ЗАДАНИЕ 1 => Процитируйте из текста о Казанской иконе отрывок от слов «А теперь вернемся» до слов «и Никольской улицы.».
ЗАДАНИЕ 2 => Перескажите текст о Казанской иконе в двух предложениях.

ОТРЫВОК ТЕКСТА =>
А теперь вернемся к царскому документу.

Понятно, что 22 октября 1613 года Московское государство «от литовских людей» ничуть не «очистилось» (хотя царю, конечно, виднее), но 22 октября (1 ноября) 1648 года у молодого, 19-летнего царя Алексея Михайловича, впоследствии прозванного Тишайшим, второго из династии Романовых, родился первенец-наследник, нареченный Дмитрием (Димитрием) в честь святого Димитрия Солунского (память 26 октября (8 ноября)). И появился он на свет под звуки пения всенощной службы в церкви Казанской иконы Божией матери — кстати, построенной по обету военным руководителем победного Второго ополчения князем Дмитрием Пожарским на углу Красной площади и Никольской улицы.

Сама же икона Богородицы Казанская стала символом преодоления Смуты благодаря патриарху (с 2 (13) июля 1606 года) Московскому и Всея Руси Гермогену († 17 (27) февраля 1612 года), который был вдохновителем политической и религиозной самостоятельности Московского царства, непримиримым противником католицизма и Речи Посполитой. С именем патриарха Гермогена (в миру — Ермолая) связано прославление этой чудесно обретенной в 1579 году иконы: сначала — местно, в Казани, где он прошёл все ступени церковной иерархии, от священника до митрополита Казанского, а затем — и по всей России. По его благословению, список иконы в 1611 году был передан Первому ополчению во главе с рязанским воеводой Прокопием Ляпуновым, однако «не нашёл должного почитания» среди его казачьей части. Распри, которые привели к убийству Ляпунова и развалу Первого ополчения, благодаря письмам патриарха Гермогена, были объяснены прежде всего небрежением в почитании чудотворного образа. Соответственно, для Второго ополчения под руководством Минина и Пожарского эта икона стала уже главной святыней: именно ей постоянно молились, с нею выступали в поход и шли в бой, — а состоявшееся, наконец-то, освобождение Москвы вызвало всё более широкое почитание Казанской иконы и в народных «низах».

Как раз на волне победы 1612 года и связанного с ней массового религиозного энтузиазма преемнику Гермогена, патриарху Филарету (в миру — Фёдору Никитичу Романову), которого и следует считать истинным основателем династии Романовых, удалось добиться от Земского Собора 1613 года провозглашения царём своего сына, 16-летнего Михаила Фёдоровича.

Поэтому логично предположить, что подобная «привязка» празднования Казанской иконы одновременно к дате победы над «литовскими людьми» (что не соответствовало действительности) и ко дню рождения наследника престола вполне соответствовала личным и династическим интересам Тишайшего царя, который, как известно, пристально следил за всем, что происходило за пределами его государства, особенно — к западу от них, и к тому времени уже был готов принять на себя роль политического лидера вселенского православия, — в полном соответствии с принципом «Чья власть — того и вера», утверждённым Мюнхенским и Оснабрюкским соглашениями 1648 года, более известными как Вестфальский мир, Но она также (и это, вероятно, — самое главное) соответствовала интересам всего русского общества того времени: крестьян, мещан, но, в первую очередь, — служилого сословия Московского царства. Это сословие стремительно росло и набирало силу в связи с захватом и освоением новых земель, что впоследствии привело и к принятию под протекторат Москвы казацкой Гетманщины, и к Расколу в Русской православной церкви.

ПЕРЕЧЕНЬ ДАННЫХ =>
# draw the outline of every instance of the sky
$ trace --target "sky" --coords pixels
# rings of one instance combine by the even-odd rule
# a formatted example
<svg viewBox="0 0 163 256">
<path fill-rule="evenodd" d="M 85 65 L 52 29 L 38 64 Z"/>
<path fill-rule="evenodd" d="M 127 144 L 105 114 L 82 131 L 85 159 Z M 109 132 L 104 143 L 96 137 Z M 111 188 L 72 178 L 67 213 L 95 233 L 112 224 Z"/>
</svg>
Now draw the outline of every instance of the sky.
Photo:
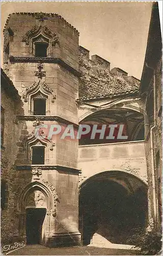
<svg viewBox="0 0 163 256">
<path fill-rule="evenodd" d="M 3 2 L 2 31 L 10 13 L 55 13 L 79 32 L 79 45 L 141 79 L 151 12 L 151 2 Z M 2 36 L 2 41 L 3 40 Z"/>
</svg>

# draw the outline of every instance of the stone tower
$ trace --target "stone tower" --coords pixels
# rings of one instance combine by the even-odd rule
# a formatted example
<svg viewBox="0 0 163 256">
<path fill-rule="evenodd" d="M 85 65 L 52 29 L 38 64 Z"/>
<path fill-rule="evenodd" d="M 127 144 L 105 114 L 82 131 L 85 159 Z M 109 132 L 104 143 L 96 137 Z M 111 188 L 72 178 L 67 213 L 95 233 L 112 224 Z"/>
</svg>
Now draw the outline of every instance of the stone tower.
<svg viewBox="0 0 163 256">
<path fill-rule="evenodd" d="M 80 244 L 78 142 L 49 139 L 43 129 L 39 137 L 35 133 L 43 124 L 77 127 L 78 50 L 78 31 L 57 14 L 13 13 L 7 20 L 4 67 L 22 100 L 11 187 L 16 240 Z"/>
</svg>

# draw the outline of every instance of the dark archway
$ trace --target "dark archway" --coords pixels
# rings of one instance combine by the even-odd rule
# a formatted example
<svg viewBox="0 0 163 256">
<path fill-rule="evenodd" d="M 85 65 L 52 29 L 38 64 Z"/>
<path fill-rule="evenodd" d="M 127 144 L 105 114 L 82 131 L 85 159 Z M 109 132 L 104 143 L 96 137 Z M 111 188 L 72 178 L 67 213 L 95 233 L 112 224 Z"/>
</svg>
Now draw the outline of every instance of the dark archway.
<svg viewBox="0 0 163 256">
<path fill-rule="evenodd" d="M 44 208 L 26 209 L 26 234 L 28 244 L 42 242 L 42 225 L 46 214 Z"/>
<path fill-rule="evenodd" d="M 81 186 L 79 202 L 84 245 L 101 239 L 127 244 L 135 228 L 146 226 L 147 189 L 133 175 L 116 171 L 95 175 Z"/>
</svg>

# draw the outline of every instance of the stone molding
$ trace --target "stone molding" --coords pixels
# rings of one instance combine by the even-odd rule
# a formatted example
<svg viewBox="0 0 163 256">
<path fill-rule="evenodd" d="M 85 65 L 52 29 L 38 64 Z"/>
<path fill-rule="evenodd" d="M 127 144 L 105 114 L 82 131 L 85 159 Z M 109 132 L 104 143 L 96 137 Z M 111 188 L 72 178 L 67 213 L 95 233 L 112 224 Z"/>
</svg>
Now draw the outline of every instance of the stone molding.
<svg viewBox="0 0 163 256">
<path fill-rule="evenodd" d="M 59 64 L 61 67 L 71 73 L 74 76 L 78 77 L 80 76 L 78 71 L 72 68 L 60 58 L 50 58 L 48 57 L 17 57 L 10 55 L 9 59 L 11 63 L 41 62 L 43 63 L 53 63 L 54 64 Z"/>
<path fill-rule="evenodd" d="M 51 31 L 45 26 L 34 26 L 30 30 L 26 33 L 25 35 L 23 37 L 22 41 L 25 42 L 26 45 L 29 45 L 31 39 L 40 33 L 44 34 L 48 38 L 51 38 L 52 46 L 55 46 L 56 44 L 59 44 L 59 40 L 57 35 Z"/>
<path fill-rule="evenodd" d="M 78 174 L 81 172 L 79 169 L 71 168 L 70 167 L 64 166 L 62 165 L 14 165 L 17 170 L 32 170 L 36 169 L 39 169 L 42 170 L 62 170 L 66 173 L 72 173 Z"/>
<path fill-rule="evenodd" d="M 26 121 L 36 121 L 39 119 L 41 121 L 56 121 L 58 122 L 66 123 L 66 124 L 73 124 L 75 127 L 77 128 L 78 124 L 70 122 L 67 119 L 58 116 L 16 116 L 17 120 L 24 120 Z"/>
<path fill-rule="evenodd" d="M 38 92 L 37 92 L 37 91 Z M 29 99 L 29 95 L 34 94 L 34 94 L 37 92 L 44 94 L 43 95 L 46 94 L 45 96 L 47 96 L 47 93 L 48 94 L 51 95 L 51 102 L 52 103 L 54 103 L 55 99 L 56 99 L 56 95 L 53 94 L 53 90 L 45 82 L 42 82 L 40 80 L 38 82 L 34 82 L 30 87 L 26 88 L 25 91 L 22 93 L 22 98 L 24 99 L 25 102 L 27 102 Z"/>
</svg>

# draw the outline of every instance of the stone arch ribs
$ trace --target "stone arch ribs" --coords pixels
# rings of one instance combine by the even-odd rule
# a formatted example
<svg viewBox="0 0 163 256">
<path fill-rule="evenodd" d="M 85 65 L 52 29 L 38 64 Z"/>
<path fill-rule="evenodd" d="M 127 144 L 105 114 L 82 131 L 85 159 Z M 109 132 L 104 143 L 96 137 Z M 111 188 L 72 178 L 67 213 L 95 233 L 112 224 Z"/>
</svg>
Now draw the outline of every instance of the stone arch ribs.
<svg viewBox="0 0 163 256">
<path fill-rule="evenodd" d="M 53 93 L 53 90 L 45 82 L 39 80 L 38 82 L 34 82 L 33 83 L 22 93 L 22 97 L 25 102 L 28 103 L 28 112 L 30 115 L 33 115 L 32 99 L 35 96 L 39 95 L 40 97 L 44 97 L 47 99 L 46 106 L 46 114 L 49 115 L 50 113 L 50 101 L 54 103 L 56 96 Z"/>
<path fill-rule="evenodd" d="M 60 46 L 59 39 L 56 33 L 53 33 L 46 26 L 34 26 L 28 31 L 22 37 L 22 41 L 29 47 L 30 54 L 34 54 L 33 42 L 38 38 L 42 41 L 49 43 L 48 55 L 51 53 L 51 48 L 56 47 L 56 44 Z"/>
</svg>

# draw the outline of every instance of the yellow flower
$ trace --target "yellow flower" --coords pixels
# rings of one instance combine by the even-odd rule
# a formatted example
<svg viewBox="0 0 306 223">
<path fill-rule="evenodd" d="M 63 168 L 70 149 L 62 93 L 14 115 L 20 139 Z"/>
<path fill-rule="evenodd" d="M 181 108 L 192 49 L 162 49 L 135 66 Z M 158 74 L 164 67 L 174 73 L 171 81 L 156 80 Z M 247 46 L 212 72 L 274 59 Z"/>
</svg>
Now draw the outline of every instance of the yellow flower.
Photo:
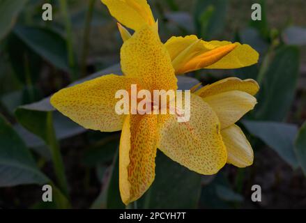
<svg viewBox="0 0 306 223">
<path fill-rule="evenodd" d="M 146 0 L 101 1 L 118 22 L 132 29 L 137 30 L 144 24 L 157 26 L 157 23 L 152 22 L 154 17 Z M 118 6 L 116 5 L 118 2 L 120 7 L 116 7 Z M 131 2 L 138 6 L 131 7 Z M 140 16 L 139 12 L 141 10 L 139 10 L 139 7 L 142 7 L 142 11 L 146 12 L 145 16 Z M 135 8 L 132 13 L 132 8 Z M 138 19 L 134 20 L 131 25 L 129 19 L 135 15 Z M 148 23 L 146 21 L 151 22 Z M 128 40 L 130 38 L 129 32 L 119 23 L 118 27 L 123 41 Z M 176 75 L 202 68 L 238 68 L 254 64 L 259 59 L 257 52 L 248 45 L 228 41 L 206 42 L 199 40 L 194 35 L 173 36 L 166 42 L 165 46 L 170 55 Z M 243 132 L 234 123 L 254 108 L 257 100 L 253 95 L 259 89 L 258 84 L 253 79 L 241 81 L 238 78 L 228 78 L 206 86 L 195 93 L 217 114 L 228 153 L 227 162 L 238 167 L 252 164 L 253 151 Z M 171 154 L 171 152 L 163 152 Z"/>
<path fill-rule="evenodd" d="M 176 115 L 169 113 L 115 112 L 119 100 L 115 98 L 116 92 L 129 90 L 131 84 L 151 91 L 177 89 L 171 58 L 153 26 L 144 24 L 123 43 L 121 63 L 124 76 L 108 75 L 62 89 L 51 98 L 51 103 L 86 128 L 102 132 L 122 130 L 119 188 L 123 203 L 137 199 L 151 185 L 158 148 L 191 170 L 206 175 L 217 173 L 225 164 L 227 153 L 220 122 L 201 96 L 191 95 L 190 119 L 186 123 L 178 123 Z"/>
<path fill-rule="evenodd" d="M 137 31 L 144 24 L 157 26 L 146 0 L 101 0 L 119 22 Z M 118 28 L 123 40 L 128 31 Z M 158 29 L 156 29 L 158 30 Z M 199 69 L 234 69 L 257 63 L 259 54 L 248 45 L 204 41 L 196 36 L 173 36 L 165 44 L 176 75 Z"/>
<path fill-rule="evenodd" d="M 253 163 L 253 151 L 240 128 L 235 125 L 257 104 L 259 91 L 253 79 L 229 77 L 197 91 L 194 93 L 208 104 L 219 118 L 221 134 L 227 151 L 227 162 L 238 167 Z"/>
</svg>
==
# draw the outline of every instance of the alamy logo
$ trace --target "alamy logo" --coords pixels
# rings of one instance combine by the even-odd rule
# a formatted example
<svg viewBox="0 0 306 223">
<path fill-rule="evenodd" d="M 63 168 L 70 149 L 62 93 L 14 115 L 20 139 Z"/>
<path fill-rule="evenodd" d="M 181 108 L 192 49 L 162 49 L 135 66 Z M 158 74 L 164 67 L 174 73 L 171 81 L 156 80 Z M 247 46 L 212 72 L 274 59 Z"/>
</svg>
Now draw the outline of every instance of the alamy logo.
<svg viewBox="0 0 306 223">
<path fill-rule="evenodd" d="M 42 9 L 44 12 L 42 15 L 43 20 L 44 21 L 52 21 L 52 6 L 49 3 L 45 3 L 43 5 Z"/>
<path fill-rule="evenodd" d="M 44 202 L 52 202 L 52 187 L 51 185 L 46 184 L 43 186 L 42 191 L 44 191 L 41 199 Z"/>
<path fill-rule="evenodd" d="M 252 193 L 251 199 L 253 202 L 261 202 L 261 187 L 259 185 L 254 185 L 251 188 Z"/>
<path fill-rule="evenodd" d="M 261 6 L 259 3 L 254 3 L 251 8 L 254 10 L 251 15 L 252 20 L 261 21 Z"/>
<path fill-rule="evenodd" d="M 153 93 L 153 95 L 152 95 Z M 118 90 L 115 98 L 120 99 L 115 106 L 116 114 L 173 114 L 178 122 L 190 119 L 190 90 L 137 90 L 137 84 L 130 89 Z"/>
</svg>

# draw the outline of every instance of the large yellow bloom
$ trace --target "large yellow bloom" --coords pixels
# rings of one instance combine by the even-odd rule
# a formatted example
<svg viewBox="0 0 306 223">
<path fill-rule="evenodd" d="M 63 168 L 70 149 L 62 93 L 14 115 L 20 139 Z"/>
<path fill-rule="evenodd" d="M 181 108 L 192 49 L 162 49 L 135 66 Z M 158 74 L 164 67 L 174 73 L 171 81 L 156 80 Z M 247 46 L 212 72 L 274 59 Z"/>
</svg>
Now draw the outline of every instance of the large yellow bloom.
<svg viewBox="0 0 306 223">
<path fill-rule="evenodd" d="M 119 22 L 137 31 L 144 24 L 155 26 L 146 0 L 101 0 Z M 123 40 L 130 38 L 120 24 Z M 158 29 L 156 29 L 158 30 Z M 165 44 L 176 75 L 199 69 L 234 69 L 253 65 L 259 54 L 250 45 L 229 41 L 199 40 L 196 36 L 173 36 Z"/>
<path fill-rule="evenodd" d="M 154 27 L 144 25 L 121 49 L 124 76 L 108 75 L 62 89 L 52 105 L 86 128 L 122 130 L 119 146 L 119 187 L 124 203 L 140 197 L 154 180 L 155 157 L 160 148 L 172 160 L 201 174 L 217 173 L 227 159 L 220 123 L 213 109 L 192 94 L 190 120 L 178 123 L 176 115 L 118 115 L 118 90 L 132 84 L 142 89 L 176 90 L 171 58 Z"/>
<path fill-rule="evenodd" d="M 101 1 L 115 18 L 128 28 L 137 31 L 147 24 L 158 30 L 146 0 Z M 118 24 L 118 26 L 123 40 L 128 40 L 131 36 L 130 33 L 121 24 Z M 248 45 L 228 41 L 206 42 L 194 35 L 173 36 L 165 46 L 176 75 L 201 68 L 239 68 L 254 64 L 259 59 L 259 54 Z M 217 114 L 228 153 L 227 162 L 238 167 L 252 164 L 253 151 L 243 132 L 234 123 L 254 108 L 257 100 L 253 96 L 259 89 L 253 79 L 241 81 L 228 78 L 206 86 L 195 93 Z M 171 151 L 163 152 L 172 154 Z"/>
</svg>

ОТВЕТ 1 =>
А теперь вернемся к царскому документу.

Понятно, что 22 октября 1613 года Московское государство «от литовских людей» ничуть не «очистилось» (хотя царю, конечно, виднее), но 22 октября (1 ноября) 1648 года у молодого, 19-летнего царя Алексея Михайловича, впоследствии прозванного Тишайшим, второго из династии Романовых, родился первенец-наследник, нареченный Дмитрием (Димитрием) в честь святого Димитрия Солунского (память 26 октября (8 ноября)). И появился он на свет под звуки пения всенощной службы в церкви Казанской иконы Божией матери — кстати, построенной по обету военным руководителем победного Второго ополчения князем Дмитрием Пожарским на углу Красной площади и Никольской улицы.

ОТВЕТ 2 => Казанская икона Богородицы стала символом преодоления Смуты благодаря патриарху Гермогену, а для Второго ополчения под руководством Минина и Пожарского она была главной святыней. По мнению автора, привязка праздника иконы к дате победы над «литовскими людьми» и ко дню рождения наследника Дмитрия, родившегося 22 октября 1648 года, отвечала интересам царя Алексея Михайловича и всего русского общества, прежде всего служилого сословия.